--- begin EXTRACTED MATERIAL ---

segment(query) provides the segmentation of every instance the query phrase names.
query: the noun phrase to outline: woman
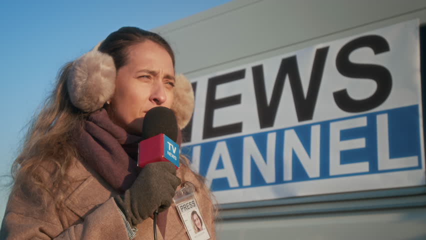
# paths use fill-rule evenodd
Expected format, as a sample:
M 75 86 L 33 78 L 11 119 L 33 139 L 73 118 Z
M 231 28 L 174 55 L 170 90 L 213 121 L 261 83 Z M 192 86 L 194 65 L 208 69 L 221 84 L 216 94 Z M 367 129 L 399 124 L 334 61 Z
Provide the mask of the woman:
M 202 230 L 202 222 L 196 211 L 194 210 L 191 212 L 191 219 L 192 220 L 192 228 L 195 233 Z
M 186 182 L 214 238 L 209 192 L 186 158 L 177 172 L 166 162 L 141 170 L 135 160 L 146 112 L 170 108 L 182 128 L 193 101 L 169 44 L 138 28 L 120 28 L 66 64 L 12 166 L 0 238 L 152 239 L 158 210 L 158 239 L 188 239 L 172 204 Z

--- end EXTRACTED MATERIAL ---

## PROBLEM
Reproduce the material with every instance of "woman" changed to "person" and everything else kept identical. Omit the picture from your output.

## IN RESPONSE
segment(query) provides the segmentation of every instance the query phrase names.
query: the noun phrase to outline: person
# paths use fill-rule evenodd
Expected format, as a sample:
M 75 86 L 33 78 L 11 119 L 33 139 L 73 118 Z
M 231 28 L 174 55 L 170 90 L 213 121 L 261 83 Z M 192 86 L 194 65 L 208 69 L 221 84 L 216 94 Z M 367 129 L 399 124 L 334 61 Z
Provide the mask of the person:
M 202 230 L 202 222 L 196 211 L 194 210 L 191 212 L 191 219 L 192 220 L 192 228 L 195 233 Z
M 186 182 L 214 238 L 209 192 L 186 158 L 177 172 L 166 162 L 141 170 L 135 160 L 146 112 L 170 108 L 182 128 L 193 101 L 169 44 L 138 28 L 120 28 L 66 64 L 12 166 L 0 238 L 152 239 L 158 210 L 158 239 L 188 239 L 172 204 Z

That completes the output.